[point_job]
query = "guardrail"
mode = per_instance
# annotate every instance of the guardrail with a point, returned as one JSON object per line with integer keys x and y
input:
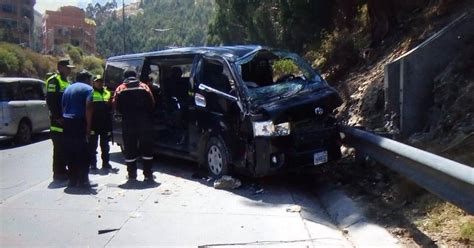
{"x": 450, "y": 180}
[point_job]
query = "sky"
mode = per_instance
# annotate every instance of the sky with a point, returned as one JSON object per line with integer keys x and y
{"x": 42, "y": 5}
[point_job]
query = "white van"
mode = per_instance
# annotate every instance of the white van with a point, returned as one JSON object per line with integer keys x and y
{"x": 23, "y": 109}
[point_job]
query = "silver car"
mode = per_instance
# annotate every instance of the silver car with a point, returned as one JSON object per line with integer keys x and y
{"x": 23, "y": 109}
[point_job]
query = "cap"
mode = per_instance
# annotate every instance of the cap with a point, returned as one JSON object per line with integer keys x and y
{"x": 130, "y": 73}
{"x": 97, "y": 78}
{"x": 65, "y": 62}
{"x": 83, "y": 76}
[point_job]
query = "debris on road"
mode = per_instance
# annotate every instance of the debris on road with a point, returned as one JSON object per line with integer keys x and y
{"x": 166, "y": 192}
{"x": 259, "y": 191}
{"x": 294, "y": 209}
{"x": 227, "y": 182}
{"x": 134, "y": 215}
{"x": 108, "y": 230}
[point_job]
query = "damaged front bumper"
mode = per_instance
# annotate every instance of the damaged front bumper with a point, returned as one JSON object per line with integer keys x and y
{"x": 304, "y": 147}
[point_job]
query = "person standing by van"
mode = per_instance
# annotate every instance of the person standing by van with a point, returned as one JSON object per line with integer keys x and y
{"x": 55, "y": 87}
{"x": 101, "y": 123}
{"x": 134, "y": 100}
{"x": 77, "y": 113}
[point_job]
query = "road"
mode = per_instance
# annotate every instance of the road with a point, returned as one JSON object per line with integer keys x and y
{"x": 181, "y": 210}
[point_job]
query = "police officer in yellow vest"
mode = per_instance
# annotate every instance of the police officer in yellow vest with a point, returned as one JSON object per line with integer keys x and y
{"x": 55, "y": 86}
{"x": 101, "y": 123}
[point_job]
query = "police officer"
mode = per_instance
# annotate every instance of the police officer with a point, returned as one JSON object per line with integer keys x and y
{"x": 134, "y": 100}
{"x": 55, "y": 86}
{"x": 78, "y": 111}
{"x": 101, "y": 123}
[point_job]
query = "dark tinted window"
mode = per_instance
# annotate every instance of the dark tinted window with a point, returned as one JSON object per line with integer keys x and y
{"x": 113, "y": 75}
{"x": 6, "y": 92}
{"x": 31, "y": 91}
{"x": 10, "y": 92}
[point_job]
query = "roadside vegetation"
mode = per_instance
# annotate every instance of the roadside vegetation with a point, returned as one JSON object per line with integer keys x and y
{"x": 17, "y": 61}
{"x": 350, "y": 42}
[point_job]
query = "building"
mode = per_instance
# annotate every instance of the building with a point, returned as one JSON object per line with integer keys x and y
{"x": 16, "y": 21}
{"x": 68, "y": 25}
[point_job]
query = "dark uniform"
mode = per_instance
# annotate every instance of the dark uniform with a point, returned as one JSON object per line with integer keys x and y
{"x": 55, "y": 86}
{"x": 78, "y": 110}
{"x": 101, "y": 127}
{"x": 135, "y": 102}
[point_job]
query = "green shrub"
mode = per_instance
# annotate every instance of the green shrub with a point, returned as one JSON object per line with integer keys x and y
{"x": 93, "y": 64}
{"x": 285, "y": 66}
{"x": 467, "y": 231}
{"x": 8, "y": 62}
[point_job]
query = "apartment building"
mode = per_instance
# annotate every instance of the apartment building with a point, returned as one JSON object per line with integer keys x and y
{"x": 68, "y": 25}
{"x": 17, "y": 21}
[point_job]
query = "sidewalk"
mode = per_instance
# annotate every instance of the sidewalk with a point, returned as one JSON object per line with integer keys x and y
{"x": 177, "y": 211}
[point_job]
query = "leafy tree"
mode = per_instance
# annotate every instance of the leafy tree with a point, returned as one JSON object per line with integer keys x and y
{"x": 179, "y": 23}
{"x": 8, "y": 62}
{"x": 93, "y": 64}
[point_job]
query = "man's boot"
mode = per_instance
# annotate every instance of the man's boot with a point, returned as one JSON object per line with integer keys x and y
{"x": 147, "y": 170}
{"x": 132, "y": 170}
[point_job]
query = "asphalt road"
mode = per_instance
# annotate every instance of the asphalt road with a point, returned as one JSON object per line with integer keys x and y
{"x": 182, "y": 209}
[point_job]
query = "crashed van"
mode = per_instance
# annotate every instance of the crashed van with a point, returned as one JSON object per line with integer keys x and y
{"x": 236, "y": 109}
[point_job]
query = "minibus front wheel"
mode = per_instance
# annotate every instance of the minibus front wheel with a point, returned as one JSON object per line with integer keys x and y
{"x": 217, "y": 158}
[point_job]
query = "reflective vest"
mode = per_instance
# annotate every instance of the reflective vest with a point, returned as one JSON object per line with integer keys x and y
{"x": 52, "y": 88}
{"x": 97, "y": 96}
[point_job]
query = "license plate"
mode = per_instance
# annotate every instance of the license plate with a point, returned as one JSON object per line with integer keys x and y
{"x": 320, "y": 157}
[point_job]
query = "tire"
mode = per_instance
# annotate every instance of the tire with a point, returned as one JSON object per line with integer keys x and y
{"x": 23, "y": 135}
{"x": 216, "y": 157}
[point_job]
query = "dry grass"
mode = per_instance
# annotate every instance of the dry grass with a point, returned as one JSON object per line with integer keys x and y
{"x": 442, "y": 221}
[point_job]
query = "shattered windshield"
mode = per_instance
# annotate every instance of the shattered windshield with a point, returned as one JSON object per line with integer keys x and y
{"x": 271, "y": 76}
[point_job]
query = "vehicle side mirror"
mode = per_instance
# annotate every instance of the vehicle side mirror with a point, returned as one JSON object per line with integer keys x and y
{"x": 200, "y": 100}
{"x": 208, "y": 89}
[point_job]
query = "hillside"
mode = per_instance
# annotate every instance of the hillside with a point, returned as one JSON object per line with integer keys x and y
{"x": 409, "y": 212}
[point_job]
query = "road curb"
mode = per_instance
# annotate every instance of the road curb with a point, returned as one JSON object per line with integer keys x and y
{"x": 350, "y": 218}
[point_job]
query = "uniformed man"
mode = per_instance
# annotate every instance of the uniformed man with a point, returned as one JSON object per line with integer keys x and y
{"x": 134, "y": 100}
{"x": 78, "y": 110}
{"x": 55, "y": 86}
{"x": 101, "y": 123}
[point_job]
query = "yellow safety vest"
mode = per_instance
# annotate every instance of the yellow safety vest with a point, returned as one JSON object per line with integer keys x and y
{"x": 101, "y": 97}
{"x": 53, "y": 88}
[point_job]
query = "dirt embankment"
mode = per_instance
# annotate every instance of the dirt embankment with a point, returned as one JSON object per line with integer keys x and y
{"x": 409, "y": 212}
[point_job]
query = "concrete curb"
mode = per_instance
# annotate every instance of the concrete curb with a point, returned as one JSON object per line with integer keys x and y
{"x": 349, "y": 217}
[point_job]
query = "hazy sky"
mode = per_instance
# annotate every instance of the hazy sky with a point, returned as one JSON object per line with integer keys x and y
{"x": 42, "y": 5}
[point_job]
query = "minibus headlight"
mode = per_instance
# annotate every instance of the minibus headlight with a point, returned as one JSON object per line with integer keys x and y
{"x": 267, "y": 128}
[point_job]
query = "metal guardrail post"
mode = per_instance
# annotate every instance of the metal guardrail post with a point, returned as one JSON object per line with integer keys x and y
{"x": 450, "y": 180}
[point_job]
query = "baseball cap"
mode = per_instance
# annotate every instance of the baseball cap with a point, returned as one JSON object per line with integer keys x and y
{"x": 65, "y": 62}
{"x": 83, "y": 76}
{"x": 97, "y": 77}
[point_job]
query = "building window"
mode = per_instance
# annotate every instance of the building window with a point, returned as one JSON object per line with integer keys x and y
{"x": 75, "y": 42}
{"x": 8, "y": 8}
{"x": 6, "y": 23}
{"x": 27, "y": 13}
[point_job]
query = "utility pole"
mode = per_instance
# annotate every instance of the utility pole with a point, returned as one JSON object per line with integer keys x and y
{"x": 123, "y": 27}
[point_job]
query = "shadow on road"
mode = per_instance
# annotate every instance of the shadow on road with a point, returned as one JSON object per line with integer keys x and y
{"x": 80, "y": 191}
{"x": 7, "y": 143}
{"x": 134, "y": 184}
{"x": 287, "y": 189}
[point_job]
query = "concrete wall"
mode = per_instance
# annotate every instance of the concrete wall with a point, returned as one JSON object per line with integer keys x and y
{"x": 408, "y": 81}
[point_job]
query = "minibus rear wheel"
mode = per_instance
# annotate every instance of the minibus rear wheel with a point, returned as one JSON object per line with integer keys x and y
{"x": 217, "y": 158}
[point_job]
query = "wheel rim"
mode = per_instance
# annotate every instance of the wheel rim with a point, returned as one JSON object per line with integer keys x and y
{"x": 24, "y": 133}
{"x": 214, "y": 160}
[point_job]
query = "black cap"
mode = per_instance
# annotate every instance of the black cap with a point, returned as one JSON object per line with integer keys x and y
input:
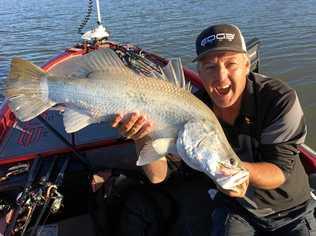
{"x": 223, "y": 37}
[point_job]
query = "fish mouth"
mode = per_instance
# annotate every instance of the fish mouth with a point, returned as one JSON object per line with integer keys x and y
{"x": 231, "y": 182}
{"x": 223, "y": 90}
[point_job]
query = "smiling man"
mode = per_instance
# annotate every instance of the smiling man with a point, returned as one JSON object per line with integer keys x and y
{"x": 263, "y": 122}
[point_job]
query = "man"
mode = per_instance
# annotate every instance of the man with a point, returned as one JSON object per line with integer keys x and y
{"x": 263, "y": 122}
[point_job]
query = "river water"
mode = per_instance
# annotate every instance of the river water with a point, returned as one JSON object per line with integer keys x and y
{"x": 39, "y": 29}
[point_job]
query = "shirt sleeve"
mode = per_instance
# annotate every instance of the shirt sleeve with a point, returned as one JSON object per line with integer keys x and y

---+---

## REQUIRED WORK
Take every line from the data that includes the word "sleeve".

## ANSWER AREA
query = "shirt sleeve"
# annotate every instance of the shirt sleeve with a point, returned as one JSON object per line with integer keys x and y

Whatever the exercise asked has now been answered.